SELECTED TEXT:
*-*-*

New function LISTAGG #8689

ChudaykinAlex · 2025-08-06T08:45:21Z

Purpose
The current implementation has an aggregate function LIST which concatenates multiple row fields into a blob. The SQL standard has a similar function called LISTAGG. The major difference is that it also supports the ordered concatenation.
Syntax and rules

<listagg set function> ::=
LISTAGG <left paren> [ <set quantifier> ] <character value expression> <comma> <listagg separator> [ <listagg overflow clause> ] <right paren> <within group specification>

<listagg separator> ::= 
<character string literal>

<listagg overflow clause> ::=
ON OVERFLOW <overflow behavior>

<overflow behavior> ::=
ERROR | TRUNCATE [ <listagg truncation filler> ] <listagg count indication>

<listagg truncation filler> ::=
<character string literal>

<listagg count indication> ::=
WITH COUNT | WITHOUT COUNT

<within group specification> ::=
WITHIN GROUP <left paren> ORDER BY <sort specification list> <right paren>

The legacy LIST syntax is preserved for backward compatibility, LISTAGG is added to cover the standard features.

There is a <listagg overflow clause> rule in the standard, which is intended to output an error when the output value overflows. Since the LIST function always returns a BLOB, it was decided that this rule would be meaningless. It was not implemented and silently ignored if specified.

If DISTINCT is specified for LISTAGG, then ORDER BY <sort specification list> must fully match <character value expression>

If DISTINCT is specified, the presence of WITHIN GROUP must obey the restriction and will not affect the subsequent code execution.

Examples:

CREATE TABLE TEST_T
	(COL1 INT, COL2 VARCHAR(2), COL3 VARCHAR(2), COL4 VARCHAR(2), COL5 BOOLEAN, COL6 VARCHAR(2)

*-*-*

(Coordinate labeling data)
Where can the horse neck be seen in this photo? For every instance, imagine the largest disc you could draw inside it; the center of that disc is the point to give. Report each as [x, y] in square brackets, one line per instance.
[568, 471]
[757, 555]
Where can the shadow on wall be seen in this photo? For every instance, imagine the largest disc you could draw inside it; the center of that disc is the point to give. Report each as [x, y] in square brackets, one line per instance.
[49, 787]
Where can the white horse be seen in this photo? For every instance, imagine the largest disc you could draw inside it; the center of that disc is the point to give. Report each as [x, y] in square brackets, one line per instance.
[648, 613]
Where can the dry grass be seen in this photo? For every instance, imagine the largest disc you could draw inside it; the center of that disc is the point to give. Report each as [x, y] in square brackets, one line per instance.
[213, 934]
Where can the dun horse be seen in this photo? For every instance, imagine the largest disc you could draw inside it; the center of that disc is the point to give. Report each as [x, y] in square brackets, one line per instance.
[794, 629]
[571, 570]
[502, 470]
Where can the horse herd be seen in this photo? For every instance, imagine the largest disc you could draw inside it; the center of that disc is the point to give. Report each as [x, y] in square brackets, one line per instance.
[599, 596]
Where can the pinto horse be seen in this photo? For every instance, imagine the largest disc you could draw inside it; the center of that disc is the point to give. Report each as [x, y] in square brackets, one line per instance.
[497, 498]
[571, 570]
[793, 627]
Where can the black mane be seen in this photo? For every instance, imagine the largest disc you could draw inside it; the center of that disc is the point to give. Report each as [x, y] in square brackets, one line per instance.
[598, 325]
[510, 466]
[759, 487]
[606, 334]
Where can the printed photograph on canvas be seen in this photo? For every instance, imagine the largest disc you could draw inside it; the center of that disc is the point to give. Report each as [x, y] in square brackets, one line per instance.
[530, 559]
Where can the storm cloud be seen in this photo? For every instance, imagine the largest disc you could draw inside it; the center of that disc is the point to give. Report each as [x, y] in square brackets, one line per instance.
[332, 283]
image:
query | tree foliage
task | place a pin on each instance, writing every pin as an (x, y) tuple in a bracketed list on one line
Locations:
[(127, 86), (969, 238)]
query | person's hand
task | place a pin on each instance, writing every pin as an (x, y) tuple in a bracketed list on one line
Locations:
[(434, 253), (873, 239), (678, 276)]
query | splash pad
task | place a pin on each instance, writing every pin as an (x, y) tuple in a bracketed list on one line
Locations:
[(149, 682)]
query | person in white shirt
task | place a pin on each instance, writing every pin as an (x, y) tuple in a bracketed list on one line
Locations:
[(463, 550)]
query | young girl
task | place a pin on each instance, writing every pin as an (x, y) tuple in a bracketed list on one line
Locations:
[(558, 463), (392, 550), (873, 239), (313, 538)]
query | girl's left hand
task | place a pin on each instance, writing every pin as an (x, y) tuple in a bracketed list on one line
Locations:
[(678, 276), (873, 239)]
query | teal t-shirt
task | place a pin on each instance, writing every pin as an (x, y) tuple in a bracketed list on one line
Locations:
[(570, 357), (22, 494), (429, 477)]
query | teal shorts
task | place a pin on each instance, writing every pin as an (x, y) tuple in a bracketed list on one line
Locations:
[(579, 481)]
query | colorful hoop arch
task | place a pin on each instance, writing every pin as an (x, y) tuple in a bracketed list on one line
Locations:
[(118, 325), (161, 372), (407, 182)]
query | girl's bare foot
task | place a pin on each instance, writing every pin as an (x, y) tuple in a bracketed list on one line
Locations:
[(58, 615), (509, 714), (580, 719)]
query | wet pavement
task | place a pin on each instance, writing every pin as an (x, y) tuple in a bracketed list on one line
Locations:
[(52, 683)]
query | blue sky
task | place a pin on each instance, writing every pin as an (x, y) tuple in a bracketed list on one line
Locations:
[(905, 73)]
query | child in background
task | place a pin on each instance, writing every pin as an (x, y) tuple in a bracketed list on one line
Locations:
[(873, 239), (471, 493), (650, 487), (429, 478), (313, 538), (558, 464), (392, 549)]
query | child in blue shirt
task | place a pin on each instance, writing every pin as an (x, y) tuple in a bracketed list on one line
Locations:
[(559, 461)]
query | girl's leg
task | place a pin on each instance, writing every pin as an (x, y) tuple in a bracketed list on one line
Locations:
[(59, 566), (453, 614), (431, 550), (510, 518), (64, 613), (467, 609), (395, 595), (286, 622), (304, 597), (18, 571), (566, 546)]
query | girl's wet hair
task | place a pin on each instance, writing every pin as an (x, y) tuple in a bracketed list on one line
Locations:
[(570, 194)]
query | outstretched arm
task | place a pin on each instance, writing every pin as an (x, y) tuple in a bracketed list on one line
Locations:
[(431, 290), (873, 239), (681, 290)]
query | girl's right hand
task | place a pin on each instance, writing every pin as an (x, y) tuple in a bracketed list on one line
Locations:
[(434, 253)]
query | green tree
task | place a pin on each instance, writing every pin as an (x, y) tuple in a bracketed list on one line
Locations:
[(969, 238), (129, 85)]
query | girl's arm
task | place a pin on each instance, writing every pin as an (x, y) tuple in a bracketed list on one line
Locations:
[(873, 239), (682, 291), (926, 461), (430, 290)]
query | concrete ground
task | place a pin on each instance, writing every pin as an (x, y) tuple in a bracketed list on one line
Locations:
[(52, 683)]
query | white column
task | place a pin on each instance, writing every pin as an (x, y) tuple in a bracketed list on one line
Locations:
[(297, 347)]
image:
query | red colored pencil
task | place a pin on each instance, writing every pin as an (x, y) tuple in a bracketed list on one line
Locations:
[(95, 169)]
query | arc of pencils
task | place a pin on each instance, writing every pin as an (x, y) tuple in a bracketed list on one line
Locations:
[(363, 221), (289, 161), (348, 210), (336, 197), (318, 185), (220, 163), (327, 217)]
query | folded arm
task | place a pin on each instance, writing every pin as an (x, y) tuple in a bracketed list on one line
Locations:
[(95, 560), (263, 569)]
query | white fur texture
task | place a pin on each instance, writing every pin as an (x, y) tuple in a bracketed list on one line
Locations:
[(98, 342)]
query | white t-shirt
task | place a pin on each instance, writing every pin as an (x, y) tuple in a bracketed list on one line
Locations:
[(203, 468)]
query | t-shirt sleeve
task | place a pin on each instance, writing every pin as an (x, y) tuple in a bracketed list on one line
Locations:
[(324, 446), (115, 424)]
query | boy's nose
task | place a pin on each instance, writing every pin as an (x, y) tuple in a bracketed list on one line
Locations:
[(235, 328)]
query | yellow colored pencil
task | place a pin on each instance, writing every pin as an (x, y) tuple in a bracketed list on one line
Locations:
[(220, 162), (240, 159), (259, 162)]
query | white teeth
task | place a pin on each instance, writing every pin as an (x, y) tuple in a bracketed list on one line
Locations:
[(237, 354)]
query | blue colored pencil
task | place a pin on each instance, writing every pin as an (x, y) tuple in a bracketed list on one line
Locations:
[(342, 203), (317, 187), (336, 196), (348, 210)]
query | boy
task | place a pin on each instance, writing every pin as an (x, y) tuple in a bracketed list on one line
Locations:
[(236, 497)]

*-*-*

WRITTEN PROBLEM 1: According to the LISTAGG proposal, why is the overflow clause not implemented? Answer in one to three sentences.
WRITTEN PROBLEM 2: In the LISTAGG proposal, what is the major difference between LISTAGG and the existing LIST function?
WRITTEN PROBLEM 3: From the LISTAGG proposal, extract the passage starting at "ChudaykinAlex · 2025-08-06T08:45:21Z" and ending at "the ordered concatenation.".
Rely only on the text for what comes next.

REPLY 1: The overflow clause exists in the standard to raise an error when the output value overflows, but LIST always returns a BLOB, so the rule was judged meaningless. As a result it was not implemented and is silently ignored if specified.

REPLY 2: LISTAGG also supports ordered concatenation.

REPLY 3:
ChudaykinAlex · 2025-08-06T08:45:21Z

Purpose
The current implementation has an aggregate function LIST which concatenates multiple row fields into a blob. The SQL standard has a similar function called LISTAGG. The major difference is that it also supports the ordered concatenation.